*EXERCISE DETAILS*. Pull out every line of the listing below that contains the word "ornament".

*EXTRACTED RECORDS*.
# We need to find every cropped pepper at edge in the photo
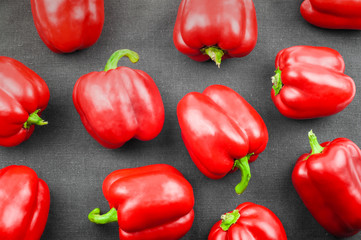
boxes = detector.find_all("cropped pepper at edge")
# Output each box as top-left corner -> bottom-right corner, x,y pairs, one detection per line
88,164 -> 194,240
31,0 -> 104,53
292,131 -> 361,237
173,0 -> 258,67
301,0 -> 361,30
271,46 -> 356,119
0,165 -> 50,240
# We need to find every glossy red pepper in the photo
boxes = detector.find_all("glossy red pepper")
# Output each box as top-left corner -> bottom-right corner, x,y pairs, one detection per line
0,56 -> 50,147
177,85 -> 268,194
73,49 -> 164,148
173,0 -> 257,67
89,164 -> 194,240
31,0 -> 104,53
208,202 -> 287,240
271,46 -> 356,119
0,165 -> 50,240
301,0 -> 361,30
292,131 -> 361,237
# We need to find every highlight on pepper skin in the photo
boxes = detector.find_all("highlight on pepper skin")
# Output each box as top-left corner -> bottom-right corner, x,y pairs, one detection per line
300,0 -> 361,30
73,49 -> 164,149
31,0 -> 104,53
177,85 -> 268,194
88,164 -> 194,240
271,46 -> 356,119
208,202 -> 287,240
0,56 -> 50,147
173,0 -> 258,67
292,130 -> 361,237
0,165 -> 50,240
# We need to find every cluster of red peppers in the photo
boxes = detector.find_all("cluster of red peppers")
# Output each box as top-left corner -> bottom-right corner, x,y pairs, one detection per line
0,0 -> 361,240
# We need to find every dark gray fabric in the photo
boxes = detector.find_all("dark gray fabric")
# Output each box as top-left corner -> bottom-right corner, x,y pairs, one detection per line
0,0 -> 361,240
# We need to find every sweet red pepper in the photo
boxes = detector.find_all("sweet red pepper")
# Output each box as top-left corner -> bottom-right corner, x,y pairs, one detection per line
73,49 -> 164,148
0,56 -> 50,147
88,164 -> 194,240
31,0 -> 104,53
271,46 -> 356,119
0,165 -> 50,240
177,85 -> 268,194
292,131 -> 361,237
301,0 -> 361,30
208,202 -> 287,240
173,0 -> 257,67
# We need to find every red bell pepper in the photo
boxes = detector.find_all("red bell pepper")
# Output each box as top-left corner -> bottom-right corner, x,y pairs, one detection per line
173,0 -> 257,67
271,46 -> 356,119
0,56 -> 50,147
292,131 -> 361,237
31,0 -> 104,53
208,202 -> 287,240
0,165 -> 50,240
73,49 -> 164,148
89,164 -> 194,240
301,0 -> 361,30
177,85 -> 268,194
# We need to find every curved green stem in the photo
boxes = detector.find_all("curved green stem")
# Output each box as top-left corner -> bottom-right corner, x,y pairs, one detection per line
271,67 -> 283,95
88,208 -> 118,224
201,46 -> 224,68
220,210 -> 241,232
233,153 -> 254,195
308,130 -> 324,156
24,109 -> 48,129
104,49 -> 139,71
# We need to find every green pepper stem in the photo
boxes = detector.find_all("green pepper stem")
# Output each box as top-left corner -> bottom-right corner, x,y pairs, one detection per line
308,130 -> 324,156
88,208 -> 118,224
24,109 -> 48,129
104,49 -> 139,71
201,46 -> 224,68
271,67 -> 283,96
220,209 -> 241,232
233,153 -> 254,195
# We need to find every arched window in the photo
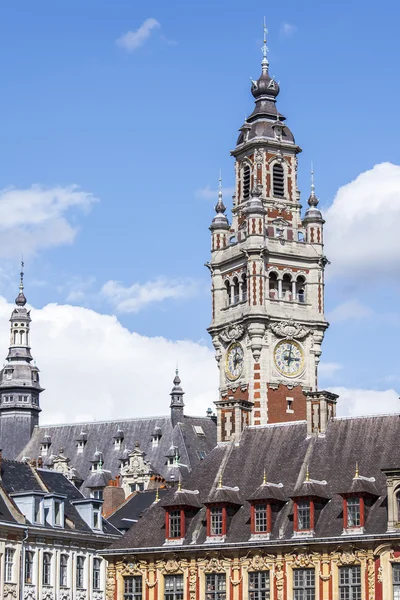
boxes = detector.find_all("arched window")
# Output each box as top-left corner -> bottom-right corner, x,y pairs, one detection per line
282,273 -> 292,300
272,163 -> 285,198
233,277 -> 240,304
296,275 -> 306,303
241,274 -> 247,302
243,165 -> 250,200
224,280 -> 231,306
269,271 -> 278,300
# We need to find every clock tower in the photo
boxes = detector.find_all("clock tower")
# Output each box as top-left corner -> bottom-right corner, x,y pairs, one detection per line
207,27 -> 328,441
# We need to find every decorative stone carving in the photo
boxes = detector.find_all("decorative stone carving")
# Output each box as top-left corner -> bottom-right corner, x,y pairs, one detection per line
4,583 -> 17,600
271,319 -> 311,340
106,564 -> 116,600
219,323 -> 245,344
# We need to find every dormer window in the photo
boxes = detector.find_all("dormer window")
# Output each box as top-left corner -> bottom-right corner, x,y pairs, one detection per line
165,509 -> 185,540
207,506 -> 226,537
294,500 -> 314,531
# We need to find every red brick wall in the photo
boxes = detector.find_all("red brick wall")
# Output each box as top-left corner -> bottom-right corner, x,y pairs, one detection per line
267,384 -> 306,423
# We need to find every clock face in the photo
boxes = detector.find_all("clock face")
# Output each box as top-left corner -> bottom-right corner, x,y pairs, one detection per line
274,340 -> 304,377
225,342 -> 244,381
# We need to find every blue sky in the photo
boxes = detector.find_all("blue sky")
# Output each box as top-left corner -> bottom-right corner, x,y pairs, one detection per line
0,0 -> 400,418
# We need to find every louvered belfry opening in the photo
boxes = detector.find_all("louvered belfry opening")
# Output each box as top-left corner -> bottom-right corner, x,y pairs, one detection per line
243,167 -> 250,200
272,164 -> 285,198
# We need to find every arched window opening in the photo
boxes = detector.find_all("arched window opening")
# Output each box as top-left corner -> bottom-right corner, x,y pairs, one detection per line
272,163 -> 285,198
233,277 -> 240,304
282,273 -> 292,300
269,271 -> 278,300
296,275 -> 306,303
243,165 -> 250,200
224,280 -> 231,306
241,275 -> 247,302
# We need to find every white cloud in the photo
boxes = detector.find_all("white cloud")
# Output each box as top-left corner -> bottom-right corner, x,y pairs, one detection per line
327,299 -> 374,323
101,277 -> 198,313
0,185 -> 98,258
195,185 -> 235,204
318,362 -> 343,379
324,163 -> 400,278
329,387 -> 400,416
281,23 -> 297,37
116,18 -> 161,52
0,297 -> 218,423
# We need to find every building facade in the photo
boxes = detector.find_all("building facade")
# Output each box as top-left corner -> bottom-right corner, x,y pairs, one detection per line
208,24 -> 328,441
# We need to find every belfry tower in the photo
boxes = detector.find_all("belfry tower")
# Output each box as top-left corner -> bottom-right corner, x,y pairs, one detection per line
208,27 -> 328,441
0,263 -> 43,458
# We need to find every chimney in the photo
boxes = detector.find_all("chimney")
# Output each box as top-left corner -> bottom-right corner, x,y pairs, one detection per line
102,479 -> 125,517
304,390 -> 339,435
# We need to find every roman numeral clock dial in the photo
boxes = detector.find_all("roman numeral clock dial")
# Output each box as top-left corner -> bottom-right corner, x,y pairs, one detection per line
274,340 -> 304,377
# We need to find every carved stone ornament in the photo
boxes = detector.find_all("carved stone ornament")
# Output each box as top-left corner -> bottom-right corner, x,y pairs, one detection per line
42,588 -> 54,600
219,323 -> 245,344
270,319 -> 311,340
4,583 -> 17,600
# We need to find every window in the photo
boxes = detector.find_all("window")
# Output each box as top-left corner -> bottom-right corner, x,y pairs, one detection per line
164,575 -> 183,600
249,571 -> 270,600
392,564 -> 400,600
4,548 -> 14,583
272,163 -> 285,198
43,552 -> 51,585
206,573 -> 226,600
297,500 -> 311,531
93,558 -> 101,590
54,500 -> 62,527
60,554 -> 68,587
24,550 -> 33,583
124,577 -> 142,600
293,569 -> 315,600
339,567 -> 361,600
168,510 -> 182,538
76,556 -> 85,589
210,506 -> 223,535
243,165 -> 250,200
254,504 -> 268,533
347,498 -> 361,527
34,496 -> 42,523
93,510 -> 100,529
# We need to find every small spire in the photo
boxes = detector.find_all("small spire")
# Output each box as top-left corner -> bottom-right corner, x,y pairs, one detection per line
15,257 -> 26,306
215,169 -> 226,214
261,17 -> 269,73
308,162 -> 319,206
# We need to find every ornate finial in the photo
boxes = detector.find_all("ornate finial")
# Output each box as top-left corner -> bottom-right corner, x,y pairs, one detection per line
308,162 -> 319,206
15,257 -> 26,306
261,17 -> 269,72
215,169 -> 226,214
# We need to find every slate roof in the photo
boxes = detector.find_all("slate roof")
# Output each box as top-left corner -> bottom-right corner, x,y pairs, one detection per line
0,459 -> 118,536
19,415 -> 217,495
105,415 -> 400,552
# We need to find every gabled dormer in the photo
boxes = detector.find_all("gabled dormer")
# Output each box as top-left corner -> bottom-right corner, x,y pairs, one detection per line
248,472 -> 287,540
203,476 -> 243,543
340,464 -> 379,535
292,468 -> 330,538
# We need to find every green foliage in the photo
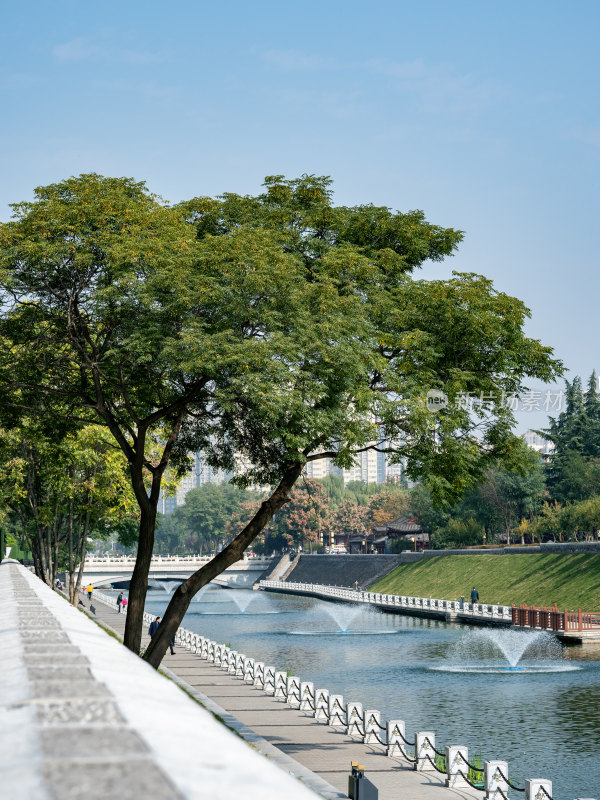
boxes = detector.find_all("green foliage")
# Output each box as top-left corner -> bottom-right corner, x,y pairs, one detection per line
0,174 -> 561,649
155,482 -> 258,553
540,372 -> 600,502
432,517 -> 485,550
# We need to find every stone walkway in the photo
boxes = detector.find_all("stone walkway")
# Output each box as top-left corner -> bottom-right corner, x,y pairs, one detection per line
92,588 -> 483,800
0,561 -> 326,800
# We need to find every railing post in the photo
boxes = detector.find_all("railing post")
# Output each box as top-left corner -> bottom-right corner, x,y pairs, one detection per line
363,708 -> 384,744
286,675 -> 300,708
300,681 -> 315,715
446,746 -> 469,789
274,670 -> 287,700
243,658 -> 254,683
346,703 -> 363,739
483,761 -> 508,800
263,666 -> 275,695
315,689 -> 329,722
254,661 -> 265,689
525,778 -> 552,800
386,719 -> 406,758
328,694 -> 346,728
414,731 -> 435,772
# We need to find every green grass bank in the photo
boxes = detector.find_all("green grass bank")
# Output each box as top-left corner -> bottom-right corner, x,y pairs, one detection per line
369,553 -> 600,611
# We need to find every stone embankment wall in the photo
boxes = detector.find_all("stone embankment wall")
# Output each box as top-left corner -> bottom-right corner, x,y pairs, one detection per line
286,554 -> 406,589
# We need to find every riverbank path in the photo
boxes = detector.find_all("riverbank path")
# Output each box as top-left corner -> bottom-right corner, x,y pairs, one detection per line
0,560 -> 330,800
90,598 -> 483,800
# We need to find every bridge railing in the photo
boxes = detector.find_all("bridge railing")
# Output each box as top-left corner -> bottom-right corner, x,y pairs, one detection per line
259,580 -> 512,624
512,605 -> 600,632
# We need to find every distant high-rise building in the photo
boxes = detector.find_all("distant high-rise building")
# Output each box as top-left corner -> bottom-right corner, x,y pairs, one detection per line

*THE SOLUTION*.
# We need to find every carved stone ornament in the photo
boxes = detector.find_all("carved stone ornament")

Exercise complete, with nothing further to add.